╭─ Information shown
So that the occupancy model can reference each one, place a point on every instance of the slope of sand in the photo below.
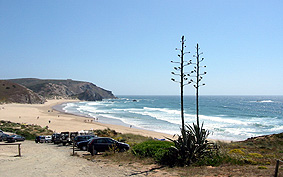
(44, 115)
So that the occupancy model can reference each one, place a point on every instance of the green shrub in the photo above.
(236, 151)
(262, 167)
(256, 155)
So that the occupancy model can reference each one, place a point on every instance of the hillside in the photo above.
(65, 89)
(14, 93)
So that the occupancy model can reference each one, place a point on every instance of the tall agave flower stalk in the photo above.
(179, 71)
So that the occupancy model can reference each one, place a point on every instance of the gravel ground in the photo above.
(53, 160)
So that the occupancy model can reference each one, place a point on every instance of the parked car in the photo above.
(82, 145)
(14, 138)
(68, 137)
(102, 144)
(39, 139)
(83, 138)
(48, 139)
(56, 138)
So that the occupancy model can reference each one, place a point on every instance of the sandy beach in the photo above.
(45, 115)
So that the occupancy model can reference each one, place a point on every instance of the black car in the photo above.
(102, 144)
(4, 136)
(82, 145)
(39, 139)
(83, 138)
(14, 138)
(56, 138)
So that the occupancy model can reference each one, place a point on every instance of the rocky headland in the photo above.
(34, 91)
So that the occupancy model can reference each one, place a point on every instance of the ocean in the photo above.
(226, 117)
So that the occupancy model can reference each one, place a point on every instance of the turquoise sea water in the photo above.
(226, 117)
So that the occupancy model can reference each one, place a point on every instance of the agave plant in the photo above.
(188, 149)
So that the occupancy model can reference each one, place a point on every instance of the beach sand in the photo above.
(45, 115)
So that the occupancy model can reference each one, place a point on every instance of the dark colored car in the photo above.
(102, 144)
(14, 138)
(39, 139)
(56, 138)
(4, 136)
(82, 145)
(83, 138)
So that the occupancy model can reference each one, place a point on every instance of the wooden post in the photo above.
(276, 168)
(19, 147)
(73, 148)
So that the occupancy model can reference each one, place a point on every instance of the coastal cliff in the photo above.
(14, 93)
(53, 89)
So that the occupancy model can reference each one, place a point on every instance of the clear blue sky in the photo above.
(126, 46)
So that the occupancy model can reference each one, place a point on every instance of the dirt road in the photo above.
(53, 160)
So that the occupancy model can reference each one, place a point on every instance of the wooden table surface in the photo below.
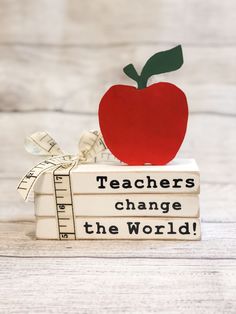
(57, 58)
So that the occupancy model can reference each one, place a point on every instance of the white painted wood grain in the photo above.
(121, 286)
(210, 140)
(74, 79)
(217, 202)
(218, 242)
(156, 205)
(104, 22)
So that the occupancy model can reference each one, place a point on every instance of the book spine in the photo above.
(152, 205)
(94, 228)
(127, 183)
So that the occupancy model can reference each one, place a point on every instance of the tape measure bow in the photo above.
(41, 143)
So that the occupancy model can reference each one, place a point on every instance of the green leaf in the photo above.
(161, 62)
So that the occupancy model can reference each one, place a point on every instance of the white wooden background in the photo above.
(57, 58)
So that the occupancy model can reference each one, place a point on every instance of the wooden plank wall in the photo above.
(57, 58)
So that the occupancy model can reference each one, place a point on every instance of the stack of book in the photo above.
(114, 201)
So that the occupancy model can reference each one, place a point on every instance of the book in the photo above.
(153, 205)
(121, 228)
(179, 176)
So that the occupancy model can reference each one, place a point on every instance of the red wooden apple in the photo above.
(145, 124)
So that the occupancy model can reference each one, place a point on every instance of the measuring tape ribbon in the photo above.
(42, 144)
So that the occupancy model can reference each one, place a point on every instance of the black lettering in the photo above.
(115, 184)
(141, 205)
(87, 226)
(153, 205)
(177, 206)
(151, 181)
(126, 184)
(139, 186)
(158, 228)
(117, 206)
(184, 229)
(100, 228)
(147, 229)
(165, 206)
(129, 204)
(102, 179)
(190, 183)
(176, 181)
(164, 183)
(171, 228)
(113, 230)
(133, 227)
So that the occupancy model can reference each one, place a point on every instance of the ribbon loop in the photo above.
(41, 143)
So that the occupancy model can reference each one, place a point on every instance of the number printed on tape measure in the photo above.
(64, 203)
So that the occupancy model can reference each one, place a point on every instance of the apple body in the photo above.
(144, 126)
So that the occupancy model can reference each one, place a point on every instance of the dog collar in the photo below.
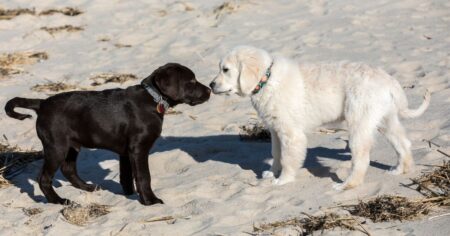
(161, 103)
(263, 80)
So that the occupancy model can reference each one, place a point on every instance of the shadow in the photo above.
(223, 148)
(89, 168)
(313, 165)
(96, 166)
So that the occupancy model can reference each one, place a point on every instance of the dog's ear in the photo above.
(166, 84)
(248, 77)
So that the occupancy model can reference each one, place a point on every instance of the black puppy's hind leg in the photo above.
(69, 170)
(141, 173)
(53, 158)
(126, 176)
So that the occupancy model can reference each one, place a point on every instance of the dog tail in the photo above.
(33, 104)
(402, 103)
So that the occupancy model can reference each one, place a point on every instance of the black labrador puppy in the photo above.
(125, 121)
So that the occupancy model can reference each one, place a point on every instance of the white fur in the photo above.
(300, 97)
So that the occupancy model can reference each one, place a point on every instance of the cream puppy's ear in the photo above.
(248, 76)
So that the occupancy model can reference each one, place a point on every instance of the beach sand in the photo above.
(208, 178)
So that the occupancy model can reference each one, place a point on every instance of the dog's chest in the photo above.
(266, 110)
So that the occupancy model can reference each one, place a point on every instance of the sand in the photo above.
(209, 179)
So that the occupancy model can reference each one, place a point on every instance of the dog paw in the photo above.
(396, 171)
(91, 187)
(151, 201)
(267, 174)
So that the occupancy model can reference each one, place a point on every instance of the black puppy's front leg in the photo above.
(139, 164)
(126, 175)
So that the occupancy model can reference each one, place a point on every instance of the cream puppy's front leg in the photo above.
(293, 153)
(276, 155)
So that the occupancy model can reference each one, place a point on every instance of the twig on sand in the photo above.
(438, 216)
(437, 145)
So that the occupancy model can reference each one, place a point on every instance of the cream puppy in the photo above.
(292, 99)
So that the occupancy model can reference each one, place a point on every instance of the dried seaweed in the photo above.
(435, 183)
(9, 62)
(81, 215)
(65, 28)
(308, 224)
(31, 211)
(8, 14)
(68, 11)
(254, 132)
(389, 208)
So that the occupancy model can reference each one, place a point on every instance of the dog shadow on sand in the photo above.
(93, 165)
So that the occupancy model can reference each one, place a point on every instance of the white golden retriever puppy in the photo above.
(293, 98)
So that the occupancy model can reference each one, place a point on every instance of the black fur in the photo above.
(121, 120)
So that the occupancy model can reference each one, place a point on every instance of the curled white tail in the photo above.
(405, 112)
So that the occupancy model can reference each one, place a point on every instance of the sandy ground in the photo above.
(208, 178)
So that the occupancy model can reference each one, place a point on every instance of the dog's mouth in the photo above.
(227, 92)
(193, 103)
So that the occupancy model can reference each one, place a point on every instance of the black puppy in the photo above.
(126, 121)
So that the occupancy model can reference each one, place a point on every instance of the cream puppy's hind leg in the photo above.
(396, 134)
(363, 115)
(276, 154)
(293, 153)
(361, 139)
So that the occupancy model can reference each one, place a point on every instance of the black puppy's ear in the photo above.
(166, 85)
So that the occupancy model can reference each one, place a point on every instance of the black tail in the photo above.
(33, 104)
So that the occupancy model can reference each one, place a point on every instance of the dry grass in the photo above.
(31, 211)
(308, 224)
(435, 184)
(8, 14)
(81, 215)
(112, 78)
(64, 28)
(53, 87)
(225, 8)
(254, 132)
(68, 11)
(13, 160)
(389, 208)
(10, 62)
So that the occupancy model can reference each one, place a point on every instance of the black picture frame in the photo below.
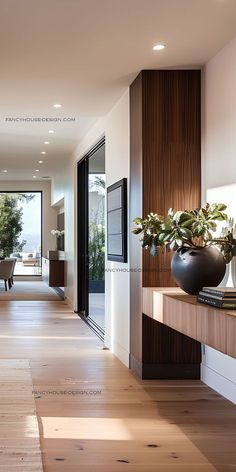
(117, 221)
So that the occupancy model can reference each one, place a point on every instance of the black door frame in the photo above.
(41, 224)
(83, 239)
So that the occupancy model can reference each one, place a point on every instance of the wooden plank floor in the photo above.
(95, 416)
(19, 432)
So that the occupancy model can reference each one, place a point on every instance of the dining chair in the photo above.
(12, 259)
(6, 268)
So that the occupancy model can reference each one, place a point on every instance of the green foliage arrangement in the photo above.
(186, 229)
(96, 252)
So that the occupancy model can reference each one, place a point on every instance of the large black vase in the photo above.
(194, 268)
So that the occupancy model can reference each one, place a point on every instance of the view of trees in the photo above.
(11, 222)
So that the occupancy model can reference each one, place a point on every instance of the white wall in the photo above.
(49, 213)
(219, 171)
(115, 127)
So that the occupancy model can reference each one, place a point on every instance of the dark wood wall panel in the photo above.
(165, 153)
(136, 205)
(171, 153)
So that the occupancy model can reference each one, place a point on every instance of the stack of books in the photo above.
(220, 297)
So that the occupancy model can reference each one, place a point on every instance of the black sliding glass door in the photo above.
(91, 238)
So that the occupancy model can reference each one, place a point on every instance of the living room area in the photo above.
(31, 234)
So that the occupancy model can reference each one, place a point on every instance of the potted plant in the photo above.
(200, 258)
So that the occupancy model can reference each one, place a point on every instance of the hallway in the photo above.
(95, 415)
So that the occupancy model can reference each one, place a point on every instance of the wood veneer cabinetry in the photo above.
(165, 171)
(53, 272)
(181, 312)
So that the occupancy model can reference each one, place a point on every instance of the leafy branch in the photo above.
(186, 229)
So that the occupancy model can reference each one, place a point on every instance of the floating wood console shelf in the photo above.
(181, 312)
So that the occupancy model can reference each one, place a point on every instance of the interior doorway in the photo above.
(91, 238)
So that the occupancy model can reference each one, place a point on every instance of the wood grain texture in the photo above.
(19, 432)
(211, 326)
(171, 153)
(134, 425)
(165, 156)
(136, 146)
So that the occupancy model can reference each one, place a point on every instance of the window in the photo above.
(21, 230)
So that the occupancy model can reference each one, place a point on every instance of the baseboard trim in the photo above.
(165, 371)
(217, 382)
(59, 292)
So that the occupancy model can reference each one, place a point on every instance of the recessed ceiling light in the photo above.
(158, 47)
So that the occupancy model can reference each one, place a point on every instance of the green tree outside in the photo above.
(11, 222)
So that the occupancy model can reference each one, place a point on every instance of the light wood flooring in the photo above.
(95, 416)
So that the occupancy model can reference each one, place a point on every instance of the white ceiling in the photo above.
(83, 54)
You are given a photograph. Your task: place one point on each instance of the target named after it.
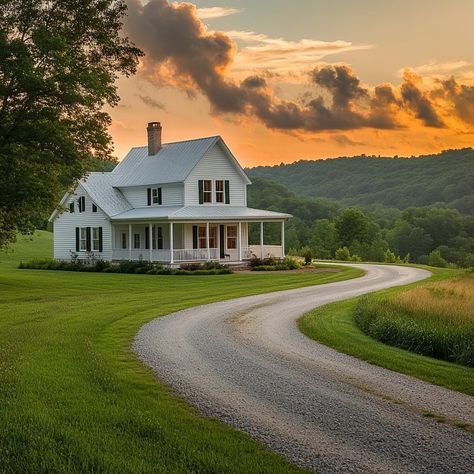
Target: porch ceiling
(193, 213)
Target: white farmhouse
(172, 202)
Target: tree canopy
(59, 61)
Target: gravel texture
(244, 362)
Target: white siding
(215, 165)
(171, 194)
(65, 228)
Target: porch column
(150, 240)
(207, 241)
(130, 241)
(240, 241)
(283, 239)
(171, 244)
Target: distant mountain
(445, 178)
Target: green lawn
(74, 398)
(334, 325)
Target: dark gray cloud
(179, 50)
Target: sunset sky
(282, 81)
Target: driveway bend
(244, 362)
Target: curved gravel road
(244, 362)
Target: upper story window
(154, 196)
(219, 190)
(81, 202)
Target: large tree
(59, 61)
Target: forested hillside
(432, 234)
(447, 177)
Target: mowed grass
(436, 320)
(334, 325)
(73, 396)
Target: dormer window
(154, 196)
(205, 191)
(81, 202)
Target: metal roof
(99, 187)
(171, 164)
(193, 213)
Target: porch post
(240, 241)
(171, 244)
(150, 234)
(130, 241)
(283, 239)
(207, 241)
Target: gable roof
(172, 164)
(98, 185)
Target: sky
(282, 81)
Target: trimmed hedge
(385, 320)
(140, 267)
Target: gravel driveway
(244, 362)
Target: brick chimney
(154, 138)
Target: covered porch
(175, 242)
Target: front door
(222, 241)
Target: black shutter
(227, 192)
(194, 236)
(88, 237)
(201, 192)
(100, 239)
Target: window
(207, 194)
(231, 236)
(202, 237)
(212, 237)
(154, 196)
(83, 239)
(219, 190)
(136, 241)
(159, 235)
(81, 202)
(96, 239)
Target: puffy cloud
(181, 51)
(210, 13)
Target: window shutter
(194, 236)
(100, 239)
(88, 237)
(201, 192)
(227, 192)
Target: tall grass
(436, 320)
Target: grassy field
(334, 325)
(436, 320)
(74, 398)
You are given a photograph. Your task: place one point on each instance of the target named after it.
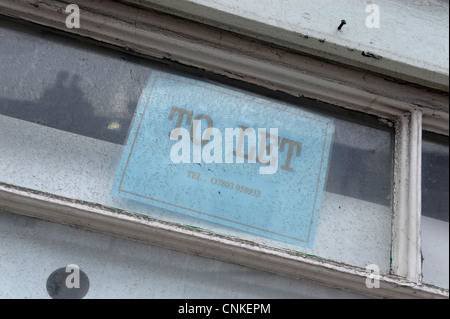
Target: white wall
(31, 249)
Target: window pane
(70, 112)
(435, 211)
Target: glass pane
(435, 211)
(71, 114)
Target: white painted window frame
(158, 35)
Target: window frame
(157, 35)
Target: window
(61, 159)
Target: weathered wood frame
(159, 35)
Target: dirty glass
(69, 109)
(435, 210)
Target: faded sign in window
(66, 114)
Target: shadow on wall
(64, 106)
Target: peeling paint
(370, 55)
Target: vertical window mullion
(406, 243)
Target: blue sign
(227, 157)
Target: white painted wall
(411, 43)
(31, 249)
╰─
• [What is required] Omit the pictures and please write out exactly the lines between the one containing "Target: porch column" and the last line of the entries, both included.

• [Answer section]
Target: porch column
(150, 240)
(207, 241)
(130, 241)
(240, 241)
(283, 239)
(171, 244)
Target: distant mountain
(445, 178)
Target: green lawn
(74, 398)
(334, 325)
Target: dark gray cloud
(179, 50)
Target: sunset sky
(282, 81)
Target: driveway bend
(244, 362)
Target: curved gravel road
(244, 362)
Target: upper story window
(154, 196)
(219, 190)
(81, 202)
Target: large tree
(59, 61)
Target: forested hillside
(432, 234)
(447, 177)
Target: mowed grass
(436, 320)
(334, 325)
(73, 396)
Target: dormer window
(154, 196)
(205, 191)
(81, 202)
Target: metal roof
(99, 187)
(171, 164)
(193, 213)
Target: porch post
(240, 241)
(171, 244)
(150, 234)
(130, 241)
(283, 239)
(207, 241)
Target: gable roof
(172, 164)
(98, 185)
Target: sky
(282, 81)
Target: trimmed hedge
(385, 320)
(140, 267)
Target: gravel driveway
(244, 362)
Target: brick chimney
(154, 138)
Target: covered porch
(175, 242)
Target: front door
(222, 241)
Target: black shutter
(227, 192)
(194, 236)
(88, 237)
(201, 192)
(100, 239)
Target: window
(207, 194)
(231, 236)
(202, 237)
(212, 237)
(154, 196)
(83, 239)
(219, 190)
(136, 241)
(159, 235)
(81, 202)
(96, 239)
Target: puffy cloud
(181, 51)
(210, 13)
Target: window shutter
(194, 236)
(100, 239)
(88, 237)
(201, 192)
(227, 192)
Target: tall grass
(436, 320)
Target: grassy field
(334, 325)
(436, 320)
(74, 398)
You are given a photograph. Your task: place one point on each instance of the target named after it.
Target: white wall
(31, 249)
Target: window pane
(70, 112)
(435, 211)
Target: glass pane
(435, 211)
(71, 114)
Target: white painted window frame
(158, 35)
Target: window frame
(157, 35)
Target: window
(61, 159)
Target: weathered wood frame
(159, 35)
Target: dirty glass
(69, 109)
(435, 210)
Target: faded sign in window
(66, 114)
Target: shadow on wall
(64, 106)
Target: peeling paint
(370, 55)
Target: vertical window mullion
(406, 243)
Target: blue sign
(227, 157)
Target: white painted wall
(411, 43)
(31, 249)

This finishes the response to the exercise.